A block of data
-- BEGIN --

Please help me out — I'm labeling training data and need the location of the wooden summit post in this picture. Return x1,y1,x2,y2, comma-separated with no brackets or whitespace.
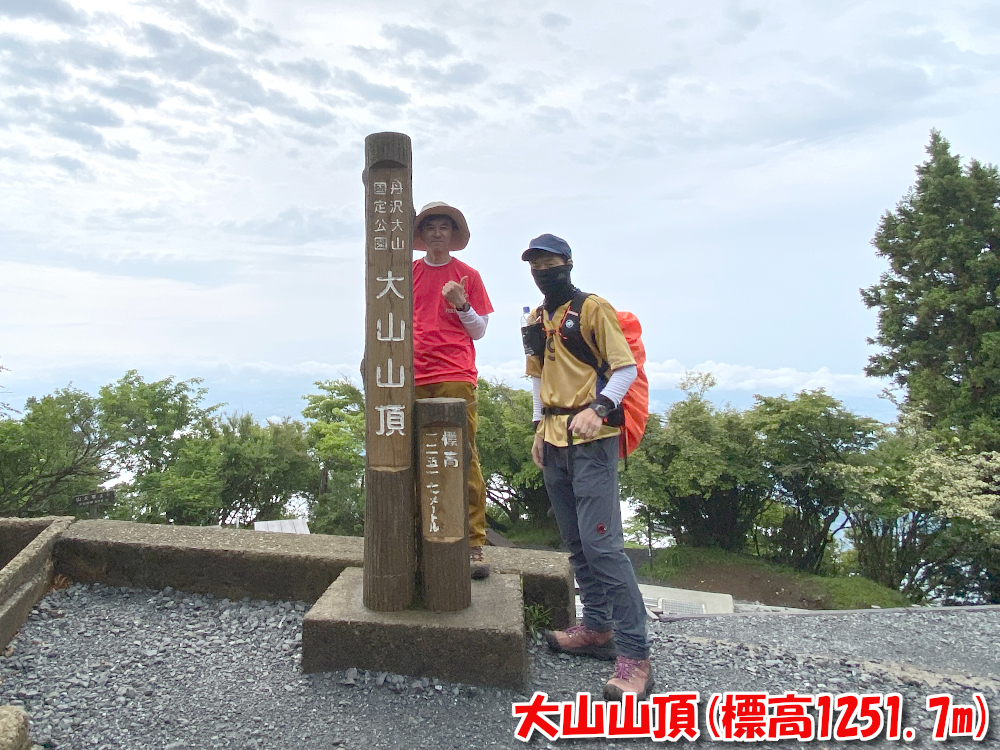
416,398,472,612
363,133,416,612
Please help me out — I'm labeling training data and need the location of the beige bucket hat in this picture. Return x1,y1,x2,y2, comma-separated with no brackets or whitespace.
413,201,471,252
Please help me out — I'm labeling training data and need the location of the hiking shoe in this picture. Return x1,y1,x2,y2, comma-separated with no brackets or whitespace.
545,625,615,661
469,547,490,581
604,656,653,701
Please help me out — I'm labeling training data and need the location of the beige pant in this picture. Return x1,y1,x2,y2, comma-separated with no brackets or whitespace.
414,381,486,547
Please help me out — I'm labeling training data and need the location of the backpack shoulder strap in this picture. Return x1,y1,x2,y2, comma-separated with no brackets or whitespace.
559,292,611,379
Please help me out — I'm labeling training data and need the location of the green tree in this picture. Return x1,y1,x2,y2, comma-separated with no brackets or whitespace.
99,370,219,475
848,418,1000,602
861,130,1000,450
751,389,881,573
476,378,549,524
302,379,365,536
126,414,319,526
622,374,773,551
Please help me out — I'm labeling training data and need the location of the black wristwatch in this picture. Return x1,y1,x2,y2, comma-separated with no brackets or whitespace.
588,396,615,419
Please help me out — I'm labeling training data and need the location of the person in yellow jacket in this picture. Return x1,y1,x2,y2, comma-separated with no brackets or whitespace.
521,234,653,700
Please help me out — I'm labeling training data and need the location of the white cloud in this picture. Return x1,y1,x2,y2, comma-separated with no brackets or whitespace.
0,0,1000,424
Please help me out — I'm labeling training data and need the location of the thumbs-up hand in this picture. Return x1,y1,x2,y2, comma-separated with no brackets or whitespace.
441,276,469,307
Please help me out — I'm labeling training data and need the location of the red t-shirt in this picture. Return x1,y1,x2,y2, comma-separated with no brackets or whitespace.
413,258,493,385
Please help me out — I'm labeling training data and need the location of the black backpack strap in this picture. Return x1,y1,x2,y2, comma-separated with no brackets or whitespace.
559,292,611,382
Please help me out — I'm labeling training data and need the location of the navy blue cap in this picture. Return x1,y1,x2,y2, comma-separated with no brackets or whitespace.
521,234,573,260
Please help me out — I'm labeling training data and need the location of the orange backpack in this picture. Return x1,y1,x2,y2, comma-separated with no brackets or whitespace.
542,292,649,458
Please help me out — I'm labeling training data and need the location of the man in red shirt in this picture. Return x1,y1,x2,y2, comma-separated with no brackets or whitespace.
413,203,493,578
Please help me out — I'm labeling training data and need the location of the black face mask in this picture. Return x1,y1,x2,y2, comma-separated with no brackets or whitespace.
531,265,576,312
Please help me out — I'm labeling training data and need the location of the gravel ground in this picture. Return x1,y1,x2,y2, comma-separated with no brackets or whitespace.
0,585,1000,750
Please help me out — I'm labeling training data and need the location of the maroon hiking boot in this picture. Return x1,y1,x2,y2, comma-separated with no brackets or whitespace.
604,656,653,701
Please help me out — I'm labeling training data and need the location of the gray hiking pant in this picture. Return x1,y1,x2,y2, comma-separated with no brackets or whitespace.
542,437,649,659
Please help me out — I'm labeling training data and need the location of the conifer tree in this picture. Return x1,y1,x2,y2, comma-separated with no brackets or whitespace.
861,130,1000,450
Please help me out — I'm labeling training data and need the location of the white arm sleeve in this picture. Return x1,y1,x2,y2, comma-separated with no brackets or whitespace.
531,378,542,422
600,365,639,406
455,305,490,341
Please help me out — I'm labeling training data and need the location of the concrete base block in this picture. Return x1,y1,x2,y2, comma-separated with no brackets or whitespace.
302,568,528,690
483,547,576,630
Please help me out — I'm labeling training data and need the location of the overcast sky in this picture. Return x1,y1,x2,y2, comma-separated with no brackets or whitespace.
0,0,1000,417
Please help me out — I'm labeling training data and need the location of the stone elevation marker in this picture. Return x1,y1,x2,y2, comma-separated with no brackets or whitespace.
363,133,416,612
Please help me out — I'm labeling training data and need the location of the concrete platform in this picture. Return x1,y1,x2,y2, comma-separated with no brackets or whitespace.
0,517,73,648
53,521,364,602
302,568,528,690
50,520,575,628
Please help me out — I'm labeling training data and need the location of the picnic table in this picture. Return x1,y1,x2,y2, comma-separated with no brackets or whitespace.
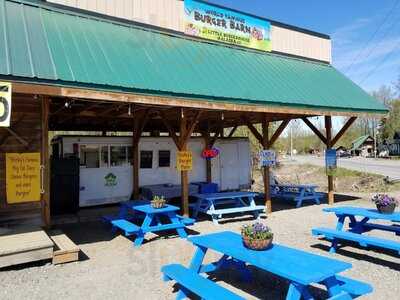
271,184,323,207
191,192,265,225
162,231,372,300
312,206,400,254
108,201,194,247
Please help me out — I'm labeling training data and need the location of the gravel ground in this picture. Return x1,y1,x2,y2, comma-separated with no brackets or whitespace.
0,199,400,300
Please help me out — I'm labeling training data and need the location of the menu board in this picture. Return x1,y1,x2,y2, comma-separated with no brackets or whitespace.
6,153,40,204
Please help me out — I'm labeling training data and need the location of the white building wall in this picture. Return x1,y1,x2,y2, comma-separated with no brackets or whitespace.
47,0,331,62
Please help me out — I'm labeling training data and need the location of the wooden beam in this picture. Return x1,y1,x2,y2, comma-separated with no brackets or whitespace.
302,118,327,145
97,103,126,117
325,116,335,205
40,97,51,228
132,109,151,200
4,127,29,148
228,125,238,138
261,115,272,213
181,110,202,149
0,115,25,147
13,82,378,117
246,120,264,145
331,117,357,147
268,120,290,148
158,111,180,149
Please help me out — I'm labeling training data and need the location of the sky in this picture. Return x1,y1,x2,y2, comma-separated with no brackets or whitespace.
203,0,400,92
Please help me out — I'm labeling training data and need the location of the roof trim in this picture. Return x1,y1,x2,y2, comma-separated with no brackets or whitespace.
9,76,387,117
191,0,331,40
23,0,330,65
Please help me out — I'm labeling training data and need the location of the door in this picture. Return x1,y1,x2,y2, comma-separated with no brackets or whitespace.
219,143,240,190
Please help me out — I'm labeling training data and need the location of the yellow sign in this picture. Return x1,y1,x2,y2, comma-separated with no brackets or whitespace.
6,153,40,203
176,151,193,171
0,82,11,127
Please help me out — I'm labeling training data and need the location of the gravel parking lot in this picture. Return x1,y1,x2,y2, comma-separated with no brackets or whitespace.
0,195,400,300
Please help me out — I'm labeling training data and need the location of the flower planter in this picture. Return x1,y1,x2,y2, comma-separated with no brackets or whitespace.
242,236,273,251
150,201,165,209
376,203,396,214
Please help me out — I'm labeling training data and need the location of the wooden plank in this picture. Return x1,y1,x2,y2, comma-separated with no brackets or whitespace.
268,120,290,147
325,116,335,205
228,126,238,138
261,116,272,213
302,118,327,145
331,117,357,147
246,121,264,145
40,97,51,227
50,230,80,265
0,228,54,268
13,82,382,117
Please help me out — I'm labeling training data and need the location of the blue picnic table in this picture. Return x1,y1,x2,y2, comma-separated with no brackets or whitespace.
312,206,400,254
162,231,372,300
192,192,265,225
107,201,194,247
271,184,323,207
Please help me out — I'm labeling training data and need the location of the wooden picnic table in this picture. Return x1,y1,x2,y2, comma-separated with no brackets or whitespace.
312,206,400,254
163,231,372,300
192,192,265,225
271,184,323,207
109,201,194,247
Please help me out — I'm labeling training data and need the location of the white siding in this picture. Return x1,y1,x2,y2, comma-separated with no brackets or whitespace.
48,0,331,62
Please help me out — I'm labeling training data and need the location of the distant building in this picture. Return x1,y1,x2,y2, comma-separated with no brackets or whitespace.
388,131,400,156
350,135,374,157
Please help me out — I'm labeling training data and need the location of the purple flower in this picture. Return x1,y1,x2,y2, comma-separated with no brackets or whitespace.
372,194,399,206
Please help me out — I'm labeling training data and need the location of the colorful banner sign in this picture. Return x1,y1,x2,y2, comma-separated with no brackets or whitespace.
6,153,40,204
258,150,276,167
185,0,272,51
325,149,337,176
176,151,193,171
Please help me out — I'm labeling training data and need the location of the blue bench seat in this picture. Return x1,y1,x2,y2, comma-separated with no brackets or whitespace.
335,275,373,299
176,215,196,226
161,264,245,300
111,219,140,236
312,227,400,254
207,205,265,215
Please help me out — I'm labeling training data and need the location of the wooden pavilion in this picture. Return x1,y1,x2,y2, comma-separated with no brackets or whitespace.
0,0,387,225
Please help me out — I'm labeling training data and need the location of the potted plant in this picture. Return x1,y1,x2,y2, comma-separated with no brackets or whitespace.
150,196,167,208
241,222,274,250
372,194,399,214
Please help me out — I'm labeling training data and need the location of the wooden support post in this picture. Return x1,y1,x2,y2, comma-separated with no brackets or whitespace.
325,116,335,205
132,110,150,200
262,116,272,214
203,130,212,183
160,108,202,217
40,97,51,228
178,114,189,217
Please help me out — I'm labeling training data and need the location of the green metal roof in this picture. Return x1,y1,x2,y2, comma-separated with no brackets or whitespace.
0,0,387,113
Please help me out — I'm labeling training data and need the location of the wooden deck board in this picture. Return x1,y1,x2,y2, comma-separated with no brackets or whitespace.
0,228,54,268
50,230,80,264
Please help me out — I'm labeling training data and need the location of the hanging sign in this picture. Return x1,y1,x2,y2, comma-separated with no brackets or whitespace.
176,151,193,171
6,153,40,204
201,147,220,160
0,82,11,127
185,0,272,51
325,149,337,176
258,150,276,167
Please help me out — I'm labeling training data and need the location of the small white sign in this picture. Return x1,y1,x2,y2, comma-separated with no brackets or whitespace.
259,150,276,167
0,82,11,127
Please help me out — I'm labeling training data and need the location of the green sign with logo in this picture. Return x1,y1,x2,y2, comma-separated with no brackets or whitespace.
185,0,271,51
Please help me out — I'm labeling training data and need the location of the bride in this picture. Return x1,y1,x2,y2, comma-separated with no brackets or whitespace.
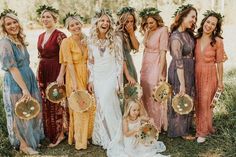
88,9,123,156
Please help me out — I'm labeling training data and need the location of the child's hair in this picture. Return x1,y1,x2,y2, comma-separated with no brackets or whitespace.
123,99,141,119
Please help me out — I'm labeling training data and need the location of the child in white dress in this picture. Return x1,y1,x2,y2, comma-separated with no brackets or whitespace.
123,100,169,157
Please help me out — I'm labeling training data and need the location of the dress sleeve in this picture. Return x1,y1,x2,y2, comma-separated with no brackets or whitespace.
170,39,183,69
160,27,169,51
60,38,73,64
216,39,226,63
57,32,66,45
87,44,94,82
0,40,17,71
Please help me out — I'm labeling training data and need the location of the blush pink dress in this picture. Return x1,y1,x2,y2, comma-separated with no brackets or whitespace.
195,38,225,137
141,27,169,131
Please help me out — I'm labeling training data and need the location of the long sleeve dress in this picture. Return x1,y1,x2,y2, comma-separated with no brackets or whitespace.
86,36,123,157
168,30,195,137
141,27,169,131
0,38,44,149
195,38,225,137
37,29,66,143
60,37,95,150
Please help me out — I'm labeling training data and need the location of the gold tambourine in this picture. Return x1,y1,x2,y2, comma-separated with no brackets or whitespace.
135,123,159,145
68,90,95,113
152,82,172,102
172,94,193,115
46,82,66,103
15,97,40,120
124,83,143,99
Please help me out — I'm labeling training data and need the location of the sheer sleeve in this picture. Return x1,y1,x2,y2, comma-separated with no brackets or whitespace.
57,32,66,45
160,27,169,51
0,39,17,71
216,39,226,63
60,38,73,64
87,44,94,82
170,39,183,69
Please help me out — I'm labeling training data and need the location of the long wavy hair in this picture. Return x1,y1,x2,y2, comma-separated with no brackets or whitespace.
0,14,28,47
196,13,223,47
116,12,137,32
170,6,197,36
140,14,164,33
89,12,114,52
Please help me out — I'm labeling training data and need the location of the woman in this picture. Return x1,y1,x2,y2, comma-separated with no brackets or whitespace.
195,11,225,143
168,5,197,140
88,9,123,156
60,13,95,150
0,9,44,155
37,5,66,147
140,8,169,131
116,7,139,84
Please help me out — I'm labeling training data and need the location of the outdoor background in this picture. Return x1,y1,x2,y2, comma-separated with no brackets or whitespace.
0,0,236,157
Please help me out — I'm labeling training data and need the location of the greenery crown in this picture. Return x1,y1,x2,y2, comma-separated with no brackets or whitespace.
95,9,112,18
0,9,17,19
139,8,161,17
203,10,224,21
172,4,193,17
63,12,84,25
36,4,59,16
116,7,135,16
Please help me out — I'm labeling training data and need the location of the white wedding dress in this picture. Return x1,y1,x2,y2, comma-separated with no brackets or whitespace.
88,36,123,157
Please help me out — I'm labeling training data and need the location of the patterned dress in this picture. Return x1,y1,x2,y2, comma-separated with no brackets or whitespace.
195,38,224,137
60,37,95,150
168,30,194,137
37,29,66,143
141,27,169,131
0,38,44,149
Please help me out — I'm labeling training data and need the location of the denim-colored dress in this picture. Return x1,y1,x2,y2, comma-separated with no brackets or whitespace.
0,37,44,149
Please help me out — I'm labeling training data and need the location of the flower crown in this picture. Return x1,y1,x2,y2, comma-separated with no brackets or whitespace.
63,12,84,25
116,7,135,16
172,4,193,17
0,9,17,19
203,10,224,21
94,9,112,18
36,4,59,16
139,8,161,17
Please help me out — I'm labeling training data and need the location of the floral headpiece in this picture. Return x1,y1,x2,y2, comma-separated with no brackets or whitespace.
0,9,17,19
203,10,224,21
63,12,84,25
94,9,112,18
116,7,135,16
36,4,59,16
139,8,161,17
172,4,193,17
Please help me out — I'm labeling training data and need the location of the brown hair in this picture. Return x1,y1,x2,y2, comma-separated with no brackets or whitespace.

-- END --

Exercise goal
Copy out the stretch from the line containing "the white siding" through the line containing "48,0,331,62", swapping "white siding" for "gray siding" and leaving everything else unchanged.

Reply to the task
Please help me out — I'm labeling training data and need the location of the gray siding in this picture. Return x1,y1,x2,y2, comma-separated with no brackets or whitespace.
48,0,331,62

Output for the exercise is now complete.